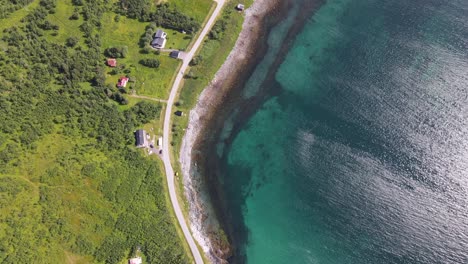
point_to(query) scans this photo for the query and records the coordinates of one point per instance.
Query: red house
(112, 62)
(122, 82)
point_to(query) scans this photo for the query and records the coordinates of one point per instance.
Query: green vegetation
(147, 81)
(151, 63)
(7, 6)
(163, 15)
(73, 189)
(204, 66)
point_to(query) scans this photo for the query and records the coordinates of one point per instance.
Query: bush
(71, 42)
(116, 52)
(151, 63)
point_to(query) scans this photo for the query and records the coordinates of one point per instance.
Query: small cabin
(122, 82)
(174, 54)
(140, 137)
(111, 62)
(159, 40)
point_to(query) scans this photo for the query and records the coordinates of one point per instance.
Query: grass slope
(73, 189)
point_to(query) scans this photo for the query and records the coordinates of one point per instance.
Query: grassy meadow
(214, 53)
(73, 188)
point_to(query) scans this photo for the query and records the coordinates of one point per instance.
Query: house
(140, 136)
(240, 7)
(160, 34)
(122, 82)
(136, 260)
(175, 54)
(112, 62)
(159, 40)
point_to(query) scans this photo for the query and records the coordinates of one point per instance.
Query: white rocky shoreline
(201, 216)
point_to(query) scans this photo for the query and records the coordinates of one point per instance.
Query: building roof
(160, 34)
(112, 62)
(135, 260)
(122, 82)
(158, 43)
(140, 136)
(174, 54)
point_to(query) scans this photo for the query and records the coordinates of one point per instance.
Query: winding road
(167, 122)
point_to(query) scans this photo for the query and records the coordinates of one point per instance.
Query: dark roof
(140, 137)
(174, 54)
(157, 42)
(159, 34)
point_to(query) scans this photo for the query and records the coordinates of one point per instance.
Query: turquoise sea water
(362, 156)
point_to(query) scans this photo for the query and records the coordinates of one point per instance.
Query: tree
(151, 63)
(196, 60)
(72, 41)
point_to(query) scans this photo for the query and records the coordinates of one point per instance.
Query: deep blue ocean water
(362, 156)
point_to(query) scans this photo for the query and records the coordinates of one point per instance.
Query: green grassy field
(68, 28)
(67, 195)
(15, 18)
(214, 53)
(194, 8)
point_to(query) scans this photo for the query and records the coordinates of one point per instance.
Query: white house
(159, 40)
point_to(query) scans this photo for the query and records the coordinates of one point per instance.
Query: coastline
(204, 223)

# PROBLEM DESCRIPTION
Output, word for word, the full listing above, with no pictures.

# TASK RESPONSE
point_to(query) scans this photo for the query and records the coordinates of one point per instance.
Query: red house
(112, 62)
(122, 82)
point_to(query) scans this photo for the query and records the coordinates of one point per instance.
Query: green vegetation
(147, 81)
(151, 63)
(7, 6)
(163, 15)
(73, 189)
(204, 66)
point_to(query) scans this photo for the query and records the coordinates of one point per instance.
Query: bush
(71, 42)
(116, 52)
(151, 63)
point_to(query) scans this photo for the query and records the coordinates of one point per instance.
Query: small cabin
(122, 82)
(174, 54)
(140, 137)
(111, 62)
(159, 40)
point_to(query) scans this photo for the query and records the coordinates of one point per instance.
Query: grass slope
(73, 189)
point_to(query) scans this photo for the query and records the coordinates of one point per instance.
Query: grassy meadow
(214, 53)
(73, 188)
point_to(query) scans this photo for the query and records the coordinates of one point per instance.
Query: house
(140, 136)
(240, 7)
(160, 34)
(122, 82)
(136, 260)
(175, 54)
(112, 62)
(159, 40)
point_to(query) scans this photo for the query and records the coordinates of one point per instance.
Query: white rocky shoreline
(201, 216)
point_to(query) scans this photo for the query and records the coordinates of one point per instance.
Query: building roof
(160, 34)
(112, 62)
(135, 260)
(122, 82)
(158, 43)
(140, 136)
(174, 54)
point_to(query) scans this photo for the query and records the coordinates of one point per instance.
Query: winding road
(167, 122)
point_to(query) scans this photo for the query and records the coordinates of one point per instance.
Query: dark roof
(140, 137)
(174, 54)
(157, 42)
(159, 34)
point_to(query) scans this photo for the query and records the coordinates of one point per instance.
Query: turquoise sea water
(362, 156)
point_to(query) scans this photo for the query and records the coordinates of one point per instance.
Query: tree
(151, 63)
(196, 60)
(72, 41)
point_to(query) scans this photo for the query and records the coordinates of one point per instance.
Query: deep blue ocean water
(362, 156)
point_to(query) scans this photo for the query and records the coordinates of one point per instance.
Query: green grassy field
(68, 28)
(67, 195)
(15, 18)
(214, 53)
(194, 8)
point_to(query) scans this photo for the query and records the coordinates of one point per instance.
Query: white house
(159, 40)
point_to(query) scans this photo for the query and records the coordinates of one point per instance.
Query: coastline
(204, 223)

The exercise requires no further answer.